— begin —

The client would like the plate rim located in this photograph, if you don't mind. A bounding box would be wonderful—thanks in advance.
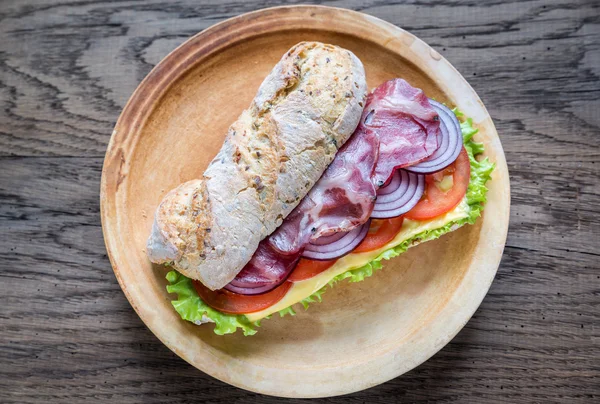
[100,5,510,398]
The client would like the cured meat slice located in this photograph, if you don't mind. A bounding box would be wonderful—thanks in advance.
[269,127,379,254]
[360,79,440,187]
[225,79,440,294]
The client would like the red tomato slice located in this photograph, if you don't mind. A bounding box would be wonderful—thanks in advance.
[352,216,404,253]
[404,147,471,220]
[287,258,337,282]
[194,281,292,314]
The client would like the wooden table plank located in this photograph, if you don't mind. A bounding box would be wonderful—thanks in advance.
[0,0,600,403]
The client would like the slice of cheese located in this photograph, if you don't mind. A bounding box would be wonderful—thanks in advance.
[246,199,469,321]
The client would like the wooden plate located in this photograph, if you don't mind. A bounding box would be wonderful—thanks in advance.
[101,6,510,397]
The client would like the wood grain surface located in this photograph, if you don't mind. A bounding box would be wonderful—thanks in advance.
[0,0,600,403]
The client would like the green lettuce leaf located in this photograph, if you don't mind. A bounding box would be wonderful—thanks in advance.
[166,271,260,335]
[167,108,494,335]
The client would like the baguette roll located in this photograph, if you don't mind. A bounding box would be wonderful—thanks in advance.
[147,42,367,290]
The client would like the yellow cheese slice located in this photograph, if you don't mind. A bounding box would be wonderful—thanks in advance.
[246,199,469,321]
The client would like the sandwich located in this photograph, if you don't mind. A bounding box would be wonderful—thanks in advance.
[147,42,494,335]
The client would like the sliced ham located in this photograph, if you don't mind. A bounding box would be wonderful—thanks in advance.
[269,128,379,254]
[361,79,440,186]
[225,79,440,294]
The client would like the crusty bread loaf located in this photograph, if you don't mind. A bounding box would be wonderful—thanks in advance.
[147,42,367,290]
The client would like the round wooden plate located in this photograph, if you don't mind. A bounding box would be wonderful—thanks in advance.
[101,6,510,397]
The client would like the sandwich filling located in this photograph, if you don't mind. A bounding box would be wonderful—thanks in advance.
[167,102,494,335]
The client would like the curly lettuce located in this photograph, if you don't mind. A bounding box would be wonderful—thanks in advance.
[166,109,494,335]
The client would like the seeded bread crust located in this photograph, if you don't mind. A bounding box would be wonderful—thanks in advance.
[147,42,367,290]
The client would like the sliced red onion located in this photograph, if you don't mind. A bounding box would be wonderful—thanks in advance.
[371,169,425,219]
[302,220,371,260]
[404,99,463,174]
[223,241,300,295]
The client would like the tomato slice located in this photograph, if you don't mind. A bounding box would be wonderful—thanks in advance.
[404,147,471,220]
[194,281,292,314]
[287,258,337,282]
[352,216,404,253]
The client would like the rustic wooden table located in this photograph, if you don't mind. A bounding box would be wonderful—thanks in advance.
[0,0,600,403]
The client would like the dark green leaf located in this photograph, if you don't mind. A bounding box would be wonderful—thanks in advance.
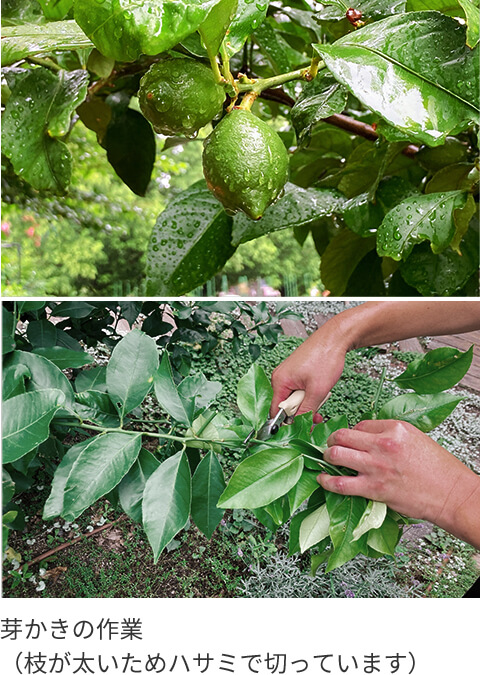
[198,0,238,57]
[2,68,88,192]
[75,366,107,392]
[102,97,155,197]
[315,12,479,145]
[118,448,160,523]
[192,451,225,539]
[2,307,15,354]
[326,492,367,572]
[232,183,345,246]
[400,230,479,296]
[62,431,142,520]
[320,229,375,295]
[394,345,473,394]
[146,181,235,295]
[218,447,303,509]
[106,330,158,419]
[75,0,218,61]
[377,393,464,432]
[5,351,75,407]
[2,389,64,463]
[142,452,191,562]
[33,347,93,370]
[237,363,273,431]
[153,351,195,426]
[2,21,93,66]
[377,191,468,260]
[225,0,270,56]
[291,71,347,145]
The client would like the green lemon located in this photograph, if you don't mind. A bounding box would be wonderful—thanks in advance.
[203,108,288,220]
[138,58,225,136]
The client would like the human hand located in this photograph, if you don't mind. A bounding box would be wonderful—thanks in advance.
[317,420,480,546]
[270,324,347,422]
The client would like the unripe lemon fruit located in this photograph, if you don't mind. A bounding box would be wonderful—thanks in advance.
[138,58,225,136]
[203,108,288,220]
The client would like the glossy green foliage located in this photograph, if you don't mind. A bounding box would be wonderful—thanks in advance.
[2,389,64,462]
[2,69,88,192]
[395,346,473,394]
[315,12,480,145]
[203,109,288,220]
[106,330,158,419]
[2,21,92,67]
[75,0,218,61]
[146,181,235,296]
[3,301,472,570]
[138,59,225,137]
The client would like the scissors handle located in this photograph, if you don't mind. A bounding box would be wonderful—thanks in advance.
[278,389,305,417]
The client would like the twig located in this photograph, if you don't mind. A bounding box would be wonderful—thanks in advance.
[2,514,127,582]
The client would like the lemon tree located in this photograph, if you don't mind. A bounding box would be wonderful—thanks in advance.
[2,0,480,296]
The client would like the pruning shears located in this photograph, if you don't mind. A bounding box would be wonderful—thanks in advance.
[244,389,305,445]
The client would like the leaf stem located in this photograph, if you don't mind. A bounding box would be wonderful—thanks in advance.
[373,366,387,419]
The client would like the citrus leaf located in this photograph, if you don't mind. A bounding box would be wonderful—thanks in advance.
[394,345,473,394]
[153,351,195,426]
[237,363,273,431]
[106,330,158,419]
[33,347,93,370]
[377,393,464,432]
[5,351,75,408]
[325,492,367,572]
[61,431,142,520]
[2,68,88,192]
[299,504,330,553]
[290,71,348,145]
[377,190,468,260]
[2,21,93,66]
[118,448,160,523]
[314,12,480,145]
[192,451,225,539]
[146,181,235,295]
[400,228,479,296]
[2,306,15,354]
[225,0,270,56]
[320,229,375,295]
[232,183,345,246]
[2,389,65,464]
[75,0,218,61]
[218,447,303,509]
[142,452,191,562]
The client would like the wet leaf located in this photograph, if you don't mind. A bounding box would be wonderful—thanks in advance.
[2,68,88,192]
[2,389,64,464]
[377,190,468,260]
[147,181,235,295]
[314,12,480,145]
[232,183,345,246]
[2,21,93,66]
[75,0,218,61]
[291,71,348,145]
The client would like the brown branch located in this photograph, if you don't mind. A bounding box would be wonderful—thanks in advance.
[260,88,419,157]
[2,514,127,582]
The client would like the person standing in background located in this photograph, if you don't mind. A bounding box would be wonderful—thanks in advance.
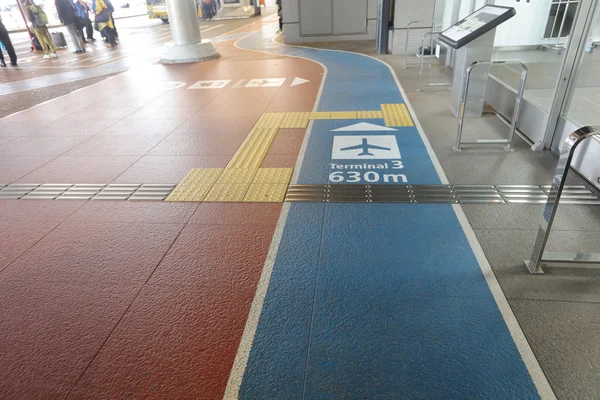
[73,0,94,43]
[92,0,117,47]
[202,0,213,20]
[23,0,58,58]
[55,0,85,54]
[0,15,17,67]
[104,0,119,40]
[275,0,283,33]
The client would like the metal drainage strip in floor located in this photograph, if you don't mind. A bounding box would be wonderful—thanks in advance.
[0,183,175,201]
[285,185,600,205]
[0,183,600,205]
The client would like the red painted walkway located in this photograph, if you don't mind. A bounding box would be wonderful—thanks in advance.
[0,16,323,399]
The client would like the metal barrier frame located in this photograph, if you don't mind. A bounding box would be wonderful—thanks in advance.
[404,21,434,69]
[417,31,452,92]
[525,126,600,274]
[454,60,529,151]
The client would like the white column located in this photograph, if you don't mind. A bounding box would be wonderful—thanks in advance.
[162,0,219,64]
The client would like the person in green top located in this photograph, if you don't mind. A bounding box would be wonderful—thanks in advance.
[0,16,17,67]
[23,0,58,58]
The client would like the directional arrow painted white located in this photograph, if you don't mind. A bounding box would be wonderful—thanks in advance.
[332,122,398,132]
[291,78,310,87]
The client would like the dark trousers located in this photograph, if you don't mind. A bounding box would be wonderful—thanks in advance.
[100,27,117,46]
[277,4,283,31]
[110,14,119,38]
[0,22,17,64]
[77,18,94,40]
[202,2,213,18]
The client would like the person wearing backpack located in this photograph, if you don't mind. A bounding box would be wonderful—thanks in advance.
[55,0,85,54]
[202,0,213,19]
[23,0,58,58]
[0,16,17,67]
[92,0,117,47]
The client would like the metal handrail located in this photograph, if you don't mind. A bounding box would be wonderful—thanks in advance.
[404,21,434,69]
[454,60,529,151]
[417,31,452,92]
[525,126,600,274]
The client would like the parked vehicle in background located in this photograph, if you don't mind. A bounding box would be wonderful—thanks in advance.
[146,0,202,23]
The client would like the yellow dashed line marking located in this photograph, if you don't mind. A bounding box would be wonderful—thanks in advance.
[381,104,414,126]
[216,169,256,185]
[166,104,414,203]
[310,112,331,119]
[227,128,279,169]
[252,168,294,185]
[244,183,288,203]
[254,113,287,129]
[165,168,223,201]
[280,113,310,128]
[356,110,383,119]
[204,183,250,203]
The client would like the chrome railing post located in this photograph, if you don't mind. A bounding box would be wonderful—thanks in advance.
[404,21,434,69]
[525,126,600,274]
[454,60,529,151]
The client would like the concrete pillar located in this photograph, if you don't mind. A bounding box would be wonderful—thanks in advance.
[162,0,219,64]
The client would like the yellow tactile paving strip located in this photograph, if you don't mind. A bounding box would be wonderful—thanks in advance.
[254,113,287,129]
[165,168,223,201]
[280,113,310,128]
[226,128,279,169]
[252,168,294,184]
[356,111,383,119]
[166,104,414,202]
[244,183,288,203]
[310,111,331,119]
[381,104,414,126]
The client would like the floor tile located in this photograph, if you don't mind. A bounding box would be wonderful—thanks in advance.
[168,116,258,137]
[65,135,164,157]
[19,156,141,184]
[62,107,138,122]
[71,282,259,399]
[0,156,54,183]
[0,119,47,137]
[115,155,231,184]
[150,224,274,288]
[511,300,600,399]
[70,200,198,224]
[475,229,600,303]
[148,134,246,156]
[28,118,117,137]
[268,129,306,156]
[0,382,70,400]
[0,136,89,157]
[189,203,282,226]
[260,153,298,168]
[127,106,200,120]
[4,221,182,287]
[0,277,138,389]
[100,119,185,136]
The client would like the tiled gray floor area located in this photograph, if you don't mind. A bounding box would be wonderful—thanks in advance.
[302,42,600,399]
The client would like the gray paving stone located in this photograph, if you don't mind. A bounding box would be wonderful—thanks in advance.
[462,204,600,230]
[475,229,600,303]
[510,300,600,400]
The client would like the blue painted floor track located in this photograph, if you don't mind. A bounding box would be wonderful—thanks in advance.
[238,28,539,399]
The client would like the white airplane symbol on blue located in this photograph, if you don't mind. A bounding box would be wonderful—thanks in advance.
[340,138,391,156]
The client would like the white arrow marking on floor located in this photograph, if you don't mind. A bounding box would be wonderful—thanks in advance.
[291,78,310,87]
[246,78,286,87]
[332,122,398,132]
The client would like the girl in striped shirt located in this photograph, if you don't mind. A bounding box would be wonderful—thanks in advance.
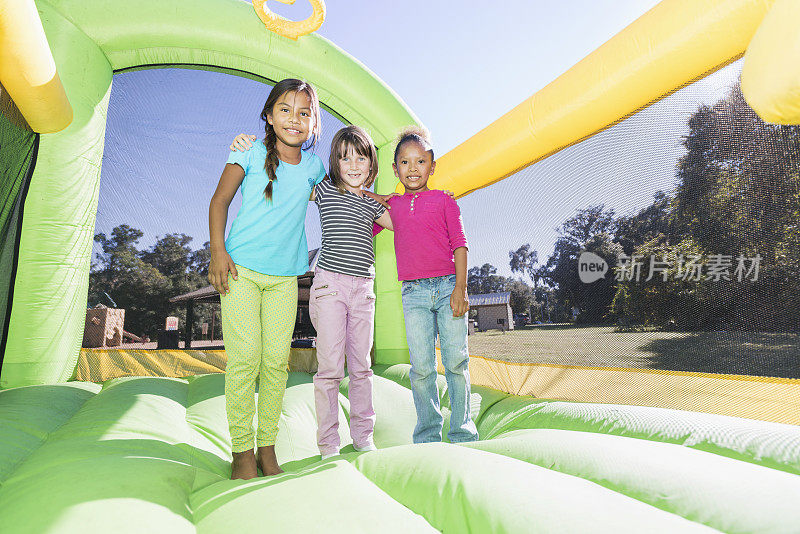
[231,126,392,459]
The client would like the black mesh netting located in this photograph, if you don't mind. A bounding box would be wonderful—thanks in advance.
[0,87,39,365]
[460,63,800,378]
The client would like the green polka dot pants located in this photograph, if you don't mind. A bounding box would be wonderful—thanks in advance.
[221,265,297,452]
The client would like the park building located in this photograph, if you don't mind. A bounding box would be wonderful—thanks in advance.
[469,291,514,331]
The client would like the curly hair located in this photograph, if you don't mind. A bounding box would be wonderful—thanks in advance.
[394,125,436,163]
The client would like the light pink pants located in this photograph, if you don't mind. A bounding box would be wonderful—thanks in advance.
[309,268,375,454]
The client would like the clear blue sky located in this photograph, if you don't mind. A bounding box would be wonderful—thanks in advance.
[96,0,739,280]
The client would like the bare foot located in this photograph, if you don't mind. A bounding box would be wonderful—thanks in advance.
[258,445,283,477]
[231,449,258,480]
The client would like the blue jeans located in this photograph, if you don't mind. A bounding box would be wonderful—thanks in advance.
[403,274,478,443]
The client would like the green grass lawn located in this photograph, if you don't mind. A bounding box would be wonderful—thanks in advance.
[469,324,800,378]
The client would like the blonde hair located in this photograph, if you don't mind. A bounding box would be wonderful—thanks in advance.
[394,125,436,163]
[328,125,378,193]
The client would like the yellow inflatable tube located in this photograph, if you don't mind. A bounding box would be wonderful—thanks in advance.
[422,0,773,196]
[742,0,800,124]
[253,0,325,40]
[0,0,72,133]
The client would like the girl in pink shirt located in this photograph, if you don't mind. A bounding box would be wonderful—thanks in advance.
[388,127,478,443]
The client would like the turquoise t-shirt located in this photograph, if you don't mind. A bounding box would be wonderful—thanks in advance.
[225,142,325,276]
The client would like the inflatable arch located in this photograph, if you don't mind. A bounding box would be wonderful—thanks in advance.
[0,0,800,534]
[0,0,417,387]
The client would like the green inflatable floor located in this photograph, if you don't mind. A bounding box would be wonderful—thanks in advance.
[0,365,800,534]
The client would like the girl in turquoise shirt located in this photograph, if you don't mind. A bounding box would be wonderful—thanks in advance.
[208,79,325,479]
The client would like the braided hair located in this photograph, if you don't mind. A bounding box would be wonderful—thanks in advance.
[261,78,321,202]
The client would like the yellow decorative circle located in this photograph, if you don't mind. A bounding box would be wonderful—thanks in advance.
[253,0,325,40]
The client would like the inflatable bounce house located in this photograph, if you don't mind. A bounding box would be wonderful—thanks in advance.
[0,0,800,533]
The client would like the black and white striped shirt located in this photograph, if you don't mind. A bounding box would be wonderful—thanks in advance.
[314,179,386,278]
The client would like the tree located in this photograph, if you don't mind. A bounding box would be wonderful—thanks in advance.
[508,243,539,287]
[88,224,210,337]
[504,278,536,314]
[542,205,622,323]
[467,263,506,295]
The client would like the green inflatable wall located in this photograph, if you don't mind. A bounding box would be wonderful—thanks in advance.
[0,0,417,387]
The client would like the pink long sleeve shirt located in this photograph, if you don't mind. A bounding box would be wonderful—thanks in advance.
[382,189,467,280]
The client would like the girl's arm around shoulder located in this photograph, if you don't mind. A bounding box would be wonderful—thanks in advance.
[231,134,256,152]
[372,210,394,232]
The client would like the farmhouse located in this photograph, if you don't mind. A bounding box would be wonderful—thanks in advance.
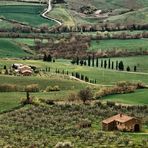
[102,114,141,132]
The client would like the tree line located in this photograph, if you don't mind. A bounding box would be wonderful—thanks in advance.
[71,54,137,72]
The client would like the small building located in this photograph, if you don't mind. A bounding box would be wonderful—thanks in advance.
[102,114,141,132]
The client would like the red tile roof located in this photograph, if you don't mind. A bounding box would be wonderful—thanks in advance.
[102,114,134,124]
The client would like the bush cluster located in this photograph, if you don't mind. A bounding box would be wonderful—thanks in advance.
[96,81,146,98]
[45,85,60,92]
[0,84,19,92]
[25,84,40,92]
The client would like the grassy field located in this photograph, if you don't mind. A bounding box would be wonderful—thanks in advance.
[90,39,148,51]
[48,5,75,26]
[0,105,148,148]
[0,56,148,85]
[103,89,148,105]
[66,0,148,10]
[0,39,29,58]
[0,74,87,112]
[107,8,148,24]
[0,5,55,27]
[0,0,40,6]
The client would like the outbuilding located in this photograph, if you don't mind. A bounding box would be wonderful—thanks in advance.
[102,114,141,132]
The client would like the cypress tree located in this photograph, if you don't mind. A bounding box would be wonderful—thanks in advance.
[104,60,107,69]
[43,53,47,61]
[92,54,95,67]
[119,61,124,71]
[88,56,91,66]
[108,59,111,69]
[101,60,103,68]
[126,66,130,71]
[77,57,79,65]
[112,61,114,69]
[96,58,99,67]
[116,61,119,70]
[134,66,137,72]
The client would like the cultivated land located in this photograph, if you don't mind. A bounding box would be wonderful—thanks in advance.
[90,39,148,51]
[0,5,55,27]
[0,0,148,148]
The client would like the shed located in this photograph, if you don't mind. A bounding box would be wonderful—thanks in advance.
[102,114,141,132]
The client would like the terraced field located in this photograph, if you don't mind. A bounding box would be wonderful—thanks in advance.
[0,5,55,27]
[90,39,148,51]
[0,39,30,58]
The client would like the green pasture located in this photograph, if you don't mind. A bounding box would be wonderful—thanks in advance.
[90,39,148,51]
[48,5,75,26]
[0,5,55,27]
[0,39,29,58]
[103,89,148,105]
[0,56,148,85]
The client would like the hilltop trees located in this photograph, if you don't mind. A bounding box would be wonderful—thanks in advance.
[78,88,93,104]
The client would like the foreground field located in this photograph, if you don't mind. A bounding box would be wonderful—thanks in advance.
[0,56,148,85]
[0,39,30,58]
[0,5,55,27]
[0,104,148,148]
[103,89,148,105]
[90,39,148,51]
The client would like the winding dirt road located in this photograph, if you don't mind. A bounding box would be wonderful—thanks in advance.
[42,0,62,26]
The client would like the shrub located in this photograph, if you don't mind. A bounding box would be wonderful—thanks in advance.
[78,119,91,128]
[78,88,93,103]
[25,84,40,92]
[55,141,74,148]
[68,92,80,102]
[45,85,60,92]
[0,84,18,92]
[96,81,138,98]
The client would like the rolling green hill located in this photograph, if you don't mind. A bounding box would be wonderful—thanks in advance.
[0,4,55,27]
[0,39,29,58]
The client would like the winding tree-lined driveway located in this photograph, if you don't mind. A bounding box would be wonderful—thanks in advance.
[42,0,62,26]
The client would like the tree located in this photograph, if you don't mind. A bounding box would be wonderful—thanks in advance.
[126,66,130,71]
[134,66,137,72]
[96,58,99,67]
[46,54,52,62]
[116,61,119,70]
[4,65,7,70]
[92,54,95,67]
[80,60,84,66]
[71,59,76,65]
[76,57,79,65]
[108,59,111,69]
[119,61,124,71]
[88,56,91,66]
[78,88,93,104]
[84,61,87,66]
[112,61,114,69]
[101,60,103,68]
[104,60,107,69]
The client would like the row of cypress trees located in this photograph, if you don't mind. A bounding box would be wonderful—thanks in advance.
[71,54,137,72]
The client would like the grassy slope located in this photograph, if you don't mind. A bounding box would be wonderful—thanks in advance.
[0,5,55,27]
[90,39,148,51]
[48,5,75,26]
[103,89,148,105]
[107,8,148,24]
[0,39,29,58]
[0,56,148,85]
[0,75,87,112]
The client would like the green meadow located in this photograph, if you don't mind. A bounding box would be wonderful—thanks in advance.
[90,39,148,51]
[0,39,29,58]
[0,4,55,27]
[103,89,148,105]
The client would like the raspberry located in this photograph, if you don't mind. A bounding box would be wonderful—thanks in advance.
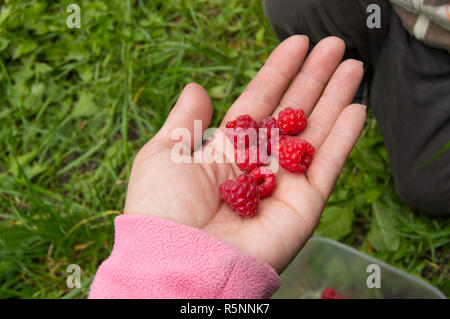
[258,116,278,155]
[277,107,306,135]
[320,287,337,299]
[236,174,255,184]
[278,136,314,174]
[235,146,268,174]
[219,174,260,217]
[250,166,276,198]
[320,287,347,299]
[225,115,258,149]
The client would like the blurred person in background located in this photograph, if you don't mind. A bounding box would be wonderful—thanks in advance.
[263,0,450,216]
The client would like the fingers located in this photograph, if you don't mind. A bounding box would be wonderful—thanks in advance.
[152,83,212,150]
[275,37,345,115]
[221,35,308,126]
[306,104,366,202]
[300,60,364,149]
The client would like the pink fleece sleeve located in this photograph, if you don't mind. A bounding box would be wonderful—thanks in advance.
[89,215,280,299]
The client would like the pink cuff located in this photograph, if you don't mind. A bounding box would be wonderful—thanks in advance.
[89,215,280,299]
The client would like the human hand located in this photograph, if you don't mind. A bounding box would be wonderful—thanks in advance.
[124,35,366,273]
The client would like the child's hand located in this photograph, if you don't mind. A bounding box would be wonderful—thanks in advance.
[125,36,366,272]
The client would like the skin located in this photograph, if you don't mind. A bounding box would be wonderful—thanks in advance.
[124,35,366,273]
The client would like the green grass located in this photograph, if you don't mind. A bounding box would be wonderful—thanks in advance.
[0,0,450,298]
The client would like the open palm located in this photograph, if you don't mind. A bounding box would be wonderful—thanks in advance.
[125,35,365,272]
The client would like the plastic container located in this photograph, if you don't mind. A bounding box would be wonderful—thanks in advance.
[273,237,446,299]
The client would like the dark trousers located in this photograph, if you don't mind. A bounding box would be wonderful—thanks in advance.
[263,0,450,215]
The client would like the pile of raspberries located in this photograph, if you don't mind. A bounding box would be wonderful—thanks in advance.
[320,287,347,299]
[219,107,314,217]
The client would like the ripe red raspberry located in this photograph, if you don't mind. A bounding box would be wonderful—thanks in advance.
[250,166,276,198]
[235,145,269,174]
[278,136,314,174]
[277,107,306,135]
[320,287,347,299]
[225,115,258,149]
[219,174,260,217]
[258,116,278,155]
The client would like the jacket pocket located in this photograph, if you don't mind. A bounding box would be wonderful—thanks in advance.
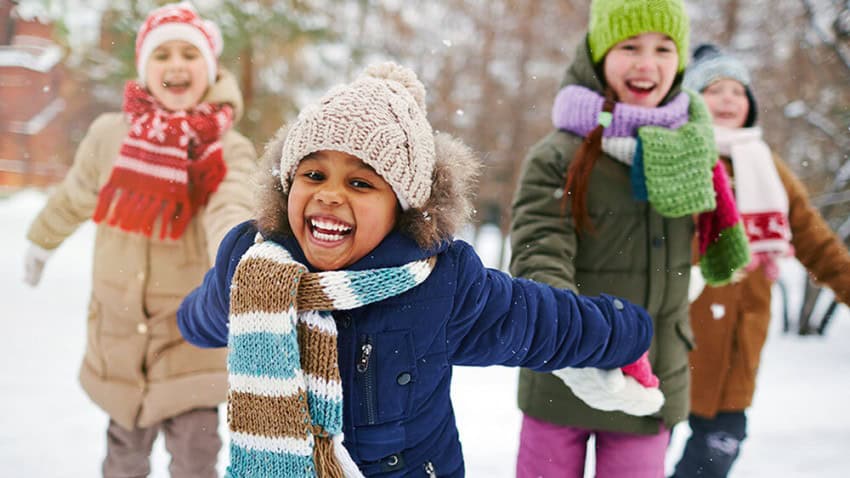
[354,331,417,426]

— end —

→ **GOAL**
Could you set down the items word for word, from the line with "The client would like the yellow tactile" up to and including the line with "[231,126,392,459]", leaving the pictures out?

→ **WORKED ANSWER**
The client would like the yellow tactile paving strip located in this photograph, if you don't mind. A bounding box would be wonderful—thanks in advance.
[254,113,287,129]
[165,168,223,201]
[280,113,310,128]
[226,128,279,169]
[252,168,294,184]
[356,111,383,119]
[166,104,414,202]
[244,183,288,203]
[310,111,331,119]
[381,104,414,126]
The client would like the floor tile located in this photograph, if you don't mind. A bounding box would be wonderful—thanks in advance.
[168,116,258,137]
[65,135,164,157]
[19,156,141,184]
[62,107,138,122]
[71,282,259,399]
[0,156,54,183]
[0,119,47,137]
[115,155,231,184]
[150,224,274,288]
[511,300,600,399]
[70,200,198,224]
[475,229,600,303]
[148,134,246,156]
[28,118,117,137]
[268,129,306,156]
[0,382,70,400]
[0,136,89,157]
[189,203,282,226]
[260,153,298,168]
[127,106,200,120]
[4,221,182,287]
[0,277,138,389]
[100,119,185,136]
The client would like the tiled gray floor area located in this photograph, if you don't mind. A bounding box would be wonderful—thanks in advance.
[302,42,600,399]
The client would like the gray paving stone located in this photograph, if you don't mind. A bounding box would be wonderful—thanks in advance.
[462,204,600,230]
[475,229,600,303]
[510,300,600,400]
The client would like the blue painted floor track located in this photograph, if you don't mind. A bounding box would be wonderful—thanks in advance.
[238,28,539,399]
The client would like the white airplane symbol on blue located in this photograph, if you don't mind. A bounding box would be wonderful—thanks in advance.
[340,138,391,156]
The client would like the white arrow marking on floor located in this photograph, if you don't mind. A bounding box would be wonderful—thanks in advance.
[291,78,310,87]
[246,78,286,87]
[332,122,398,132]
The client would like the girl in striped shirt located in this photograph, if you don't mind. A bounding box would be wonderful—thanks in advance.
[231,126,392,459]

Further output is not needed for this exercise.